ZADANIE PISEMNE 1:
Odpowiedz na pytania do tekstu o konferencji „REHA for the blind”:
(a) W jakim budynku odbywa się konferencja?
(b) Ilu wystawców prezentuje urządzenia na konferencji?
(c) Kto jest prezesem Fundacji „Szansa dla Niewidomych”?
ZADANIE PISEMNE 2:
Zastąp „autokarami” słowem „busami” i przepisz fragment tekstu o konferencji „REHA for the blind”, zaczynając od słów „Nie dziwi zatem, że”, a kończąc po słowach „życiu osób niewidomych.”.

Świat miedzy dźwiękiem a brajlem
Największe spotkanie osób niewidomych i niedowidzących w Europie, odbywa się każdego roku nie w Berlinie, Sztokholmie, Paryżu, Madrycie, Genewie, czy Londynie, lecz w Warszawie. I dzieje się tak od 12 lat, odkąd Fundacja „Szansa dla Niewidomych" organizuje w Pałacu Kultury i Nauki międzynarodową konferencję „REHA for the blind".
Nie dziwi zatem, że przyjeżdżają tu osoby z wielu krajów świata (średnio z ok. dwudziestu państw), które oprócz możliwości uczestniczenia w wielu spotkaniach i panelach dyskusyjnych, mogą także poznać i przetestować najnowsze urządzenia wymyślone dla niewidomych i niedowidzących, które prezentowane są na konferencji, przez 50. wystawców. Najwięcej gości jest jednak z Polski. Przyjeżdżają z wielu miejsc kraju samochodami, pociągami, a nawet wynajętymi autokarami. Podczas dwóch dni konferencji, przewija się niemal 2,5 tys. gości. Każda edycja spotkań „Reha for the blind” poświęcona jest jakiemuś głównemu zagadnieniu. W tym roku przewodnim tematem były zmiany, jakie zaszły w Polsce w ciągu ostatnich 25 lat i co one zmieniły w życiu osób niewidomych.
– Te nasze spotkania mają pokazać jak żyją w Polsce niewidomi, co udaje się dla nich zrobić i co jeszcze trzeba zrobić, aby mogli realizować się w życiu – mówi Marek Kalbarczyk, prezes Fundacji „Szansa dla Niewidomych”. – Niewidomi odczuli dużą poprawę swojej sytuacji w ciągu ostatnich 25 lat, o czym mówimy podczas naszych spotkań. Ale jeszcze bardziej odczuwają braki i bariery, jakie uniemożliwiają im prowadzenie takiego życia, jakie prowadzą widzący. Wszystkie pozytywne zmiany zawsze przyjmujemy z zadowoleniem, jednak toczą się one powoli, a my chcemy więcej. Bo jeśli dostosowuje się dla niewidomych tylko dworzec w Warszawie, to dlaczego nie robi się tego na pozostałych? W urzędach i budynkach publicznych niewidomi czują się obco i niepewnie, bo nie wiedzą, gdzie są drzwi wejściowe, gdzie znajdują się poszczególne pomieszczenia, a nawet gdzie jest stanowisko informacji. Nie ma ścieżek naprowadzających w budynkach publicznych i na chodnikach, przez co niewidomi nie są w stanie samodzielnie trafić w większość miejsc. Nie ma też dźwiękowych informatorów, kontrastowych kolorów dla niedowidzących, wymieniać można znacznie więcej. Niewidomi chcieliby wreszcie bezpiecznie się czuć, kiedy wyjdą z domu.

MATERIAŁ:
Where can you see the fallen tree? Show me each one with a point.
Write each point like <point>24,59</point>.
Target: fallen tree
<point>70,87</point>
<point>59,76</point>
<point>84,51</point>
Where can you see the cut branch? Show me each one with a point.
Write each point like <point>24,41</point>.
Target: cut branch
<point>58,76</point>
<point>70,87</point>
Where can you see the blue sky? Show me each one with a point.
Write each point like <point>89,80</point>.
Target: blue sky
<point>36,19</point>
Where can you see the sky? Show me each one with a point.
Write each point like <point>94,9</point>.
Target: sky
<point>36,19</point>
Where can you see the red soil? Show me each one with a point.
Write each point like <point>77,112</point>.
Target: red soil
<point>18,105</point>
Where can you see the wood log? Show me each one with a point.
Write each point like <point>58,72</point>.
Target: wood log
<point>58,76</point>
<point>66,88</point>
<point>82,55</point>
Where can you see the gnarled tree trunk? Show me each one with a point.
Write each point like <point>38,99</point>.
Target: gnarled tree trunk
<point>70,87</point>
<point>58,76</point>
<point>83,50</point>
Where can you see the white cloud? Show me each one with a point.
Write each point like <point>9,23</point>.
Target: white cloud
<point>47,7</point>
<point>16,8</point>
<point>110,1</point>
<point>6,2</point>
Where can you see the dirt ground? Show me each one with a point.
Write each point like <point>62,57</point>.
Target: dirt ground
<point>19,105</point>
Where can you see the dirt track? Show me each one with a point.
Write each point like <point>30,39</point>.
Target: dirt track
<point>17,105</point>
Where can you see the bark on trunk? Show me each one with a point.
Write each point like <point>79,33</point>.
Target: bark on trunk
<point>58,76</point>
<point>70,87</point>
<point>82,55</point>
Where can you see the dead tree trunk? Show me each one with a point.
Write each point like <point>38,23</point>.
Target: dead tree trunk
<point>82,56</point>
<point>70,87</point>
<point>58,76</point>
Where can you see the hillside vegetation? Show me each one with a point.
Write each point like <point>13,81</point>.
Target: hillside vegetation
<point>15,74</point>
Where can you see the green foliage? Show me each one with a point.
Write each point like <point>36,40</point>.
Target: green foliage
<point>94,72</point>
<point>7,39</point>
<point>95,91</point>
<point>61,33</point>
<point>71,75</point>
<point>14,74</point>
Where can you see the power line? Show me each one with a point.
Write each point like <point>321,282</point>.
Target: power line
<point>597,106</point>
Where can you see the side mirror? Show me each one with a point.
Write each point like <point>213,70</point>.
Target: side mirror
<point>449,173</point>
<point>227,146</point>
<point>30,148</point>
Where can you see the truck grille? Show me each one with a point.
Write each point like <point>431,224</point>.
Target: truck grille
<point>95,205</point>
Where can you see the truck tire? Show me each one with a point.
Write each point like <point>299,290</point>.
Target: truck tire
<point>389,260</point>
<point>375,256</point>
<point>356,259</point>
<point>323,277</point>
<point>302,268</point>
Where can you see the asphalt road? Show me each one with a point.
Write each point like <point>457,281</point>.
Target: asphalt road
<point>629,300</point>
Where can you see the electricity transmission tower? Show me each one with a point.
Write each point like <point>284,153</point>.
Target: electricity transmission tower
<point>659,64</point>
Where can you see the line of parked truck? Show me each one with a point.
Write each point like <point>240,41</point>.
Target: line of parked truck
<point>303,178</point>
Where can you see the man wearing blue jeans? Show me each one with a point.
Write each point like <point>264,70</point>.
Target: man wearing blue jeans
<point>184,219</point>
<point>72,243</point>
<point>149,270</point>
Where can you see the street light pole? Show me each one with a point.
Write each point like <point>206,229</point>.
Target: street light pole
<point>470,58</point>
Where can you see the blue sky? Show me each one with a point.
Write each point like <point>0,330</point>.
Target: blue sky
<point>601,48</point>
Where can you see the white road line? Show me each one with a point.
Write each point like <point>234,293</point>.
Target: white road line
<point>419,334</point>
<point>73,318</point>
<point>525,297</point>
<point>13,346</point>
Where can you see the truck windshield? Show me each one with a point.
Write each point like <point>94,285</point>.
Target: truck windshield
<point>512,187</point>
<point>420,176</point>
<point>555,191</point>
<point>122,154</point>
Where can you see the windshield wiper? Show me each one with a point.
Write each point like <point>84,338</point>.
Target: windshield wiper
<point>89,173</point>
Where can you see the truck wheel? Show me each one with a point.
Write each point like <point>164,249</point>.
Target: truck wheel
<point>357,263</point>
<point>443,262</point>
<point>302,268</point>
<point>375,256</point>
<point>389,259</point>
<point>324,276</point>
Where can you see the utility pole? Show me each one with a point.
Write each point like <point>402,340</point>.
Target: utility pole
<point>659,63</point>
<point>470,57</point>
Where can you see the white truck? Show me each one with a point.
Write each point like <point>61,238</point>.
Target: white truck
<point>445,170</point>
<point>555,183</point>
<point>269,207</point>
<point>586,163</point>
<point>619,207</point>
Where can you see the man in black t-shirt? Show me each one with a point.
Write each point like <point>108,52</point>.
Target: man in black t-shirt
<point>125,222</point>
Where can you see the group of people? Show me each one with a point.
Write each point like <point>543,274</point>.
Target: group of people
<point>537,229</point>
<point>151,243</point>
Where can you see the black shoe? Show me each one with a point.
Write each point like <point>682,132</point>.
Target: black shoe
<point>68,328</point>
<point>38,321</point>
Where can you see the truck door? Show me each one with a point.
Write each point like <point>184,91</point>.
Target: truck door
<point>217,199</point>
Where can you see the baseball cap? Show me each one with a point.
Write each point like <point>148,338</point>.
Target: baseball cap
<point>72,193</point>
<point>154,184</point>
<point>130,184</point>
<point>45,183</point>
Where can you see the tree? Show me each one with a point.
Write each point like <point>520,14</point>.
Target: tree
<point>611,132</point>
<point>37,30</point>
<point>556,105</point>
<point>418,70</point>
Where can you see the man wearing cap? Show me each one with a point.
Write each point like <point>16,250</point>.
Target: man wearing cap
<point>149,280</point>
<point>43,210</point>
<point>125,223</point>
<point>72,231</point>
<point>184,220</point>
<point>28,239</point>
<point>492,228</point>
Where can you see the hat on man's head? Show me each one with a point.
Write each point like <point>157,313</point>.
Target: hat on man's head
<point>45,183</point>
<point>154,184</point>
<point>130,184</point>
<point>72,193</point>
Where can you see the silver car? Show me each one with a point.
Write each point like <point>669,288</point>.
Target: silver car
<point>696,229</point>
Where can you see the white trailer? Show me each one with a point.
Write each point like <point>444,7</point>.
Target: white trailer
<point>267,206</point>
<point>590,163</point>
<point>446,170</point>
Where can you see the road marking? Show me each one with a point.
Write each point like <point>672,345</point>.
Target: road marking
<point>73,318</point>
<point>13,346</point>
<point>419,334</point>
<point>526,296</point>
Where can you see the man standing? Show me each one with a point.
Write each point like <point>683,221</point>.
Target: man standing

PEŁNA ODPOWIEDŹ 1:
(a) W Pałacu Kultury i Nauki w Warszawie.
(b) 50 wystawców.
(c) Marek Kalbarczyk.

PEŁNA ODPOWIEDŹ 2:
Nie dziwi zatem, że przyjeżdżają tu osoby z wielu krajów świata (średnio z ok. dwudziestu państw), które oprócz możliwości uczestniczenia w wielu spotkaniach i panelach dyskusyjnych, mogą także poznać i przetestować najnowsze urządzenia wymyślone dla niewidomych i niedowidzących, które prezentowane są na konferencji, przez 50. wystawców. Najwięcej gości jest jednak z Polski. Przyjeżdżają z wielu miejsc kraju samochodami, pociągami, a nawet wynajętymi busami. Podczas dwóch dni konferencji, przewija się niemal 2,5 tys. gości. Każda edycja spotkań „Reha for the blind” poświęcona jest jakiemuś głównemu zagadnieniu. W tym roku przewodnim tematem były zmiany, jakie zaszły w Polsce w ciągu ostatnich 25 lat i co one zmieniły w życiu osób niewidomych.